Goal of the exercise — Please render every line of the records below as a Markdown table with the columns "Row" and "Line", skipping blank lines and leaving the pictures out of the answer.

Rows from a dataset:
····················

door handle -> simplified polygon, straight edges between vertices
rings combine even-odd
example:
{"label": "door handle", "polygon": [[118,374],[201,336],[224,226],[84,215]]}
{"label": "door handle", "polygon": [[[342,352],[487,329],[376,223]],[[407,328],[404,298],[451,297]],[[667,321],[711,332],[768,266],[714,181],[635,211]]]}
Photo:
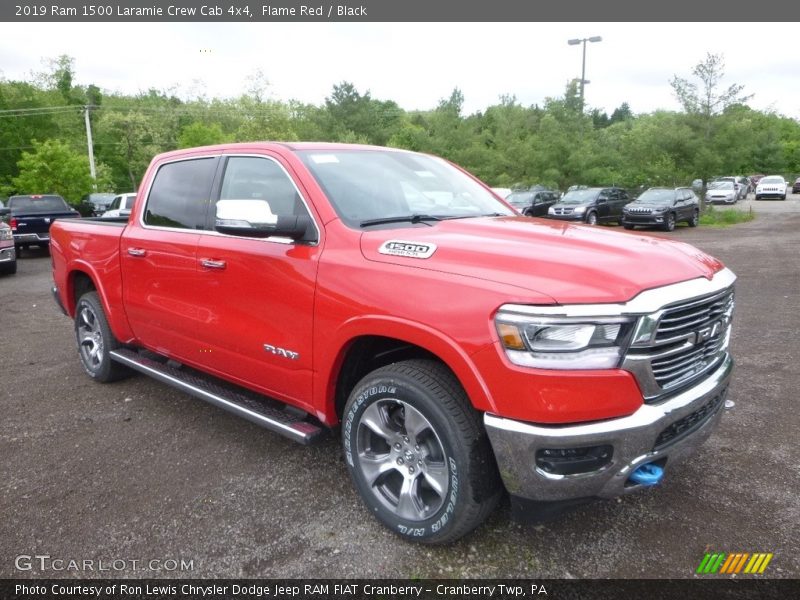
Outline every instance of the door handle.
{"label": "door handle", "polygon": [[225,268],[225,261],[224,260],[211,260],[210,258],[204,258],[200,261],[200,264],[203,265],[206,269],[224,269]]}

····················

Written reply —
| Row | Line |
|---|---|
| 1 | door handle -> simplified polygon, straight edges between vertices |
| 2 | rings combine even-odd |
| 3 | example: |
| 4 | {"label": "door handle", "polygon": [[118,374],[201,336],[224,226],[84,215]]} |
| 5 | {"label": "door handle", "polygon": [[[342,352],[487,329],[376,223]],[[407,328],[404,298],[451,297]],[[667,321],[711,332],[768,266],[714,181],[635,211]]]} |
| 6 | Photo: |
| 7 | Outline every instance of the door handle. |
| 8 | {"label": "door handle", "polygon": [[225,268],[225,261],[224,260],[211,260],[210,258],[204,258],[200,261],[200,264],[203,265],[206,269],[224,269]]} |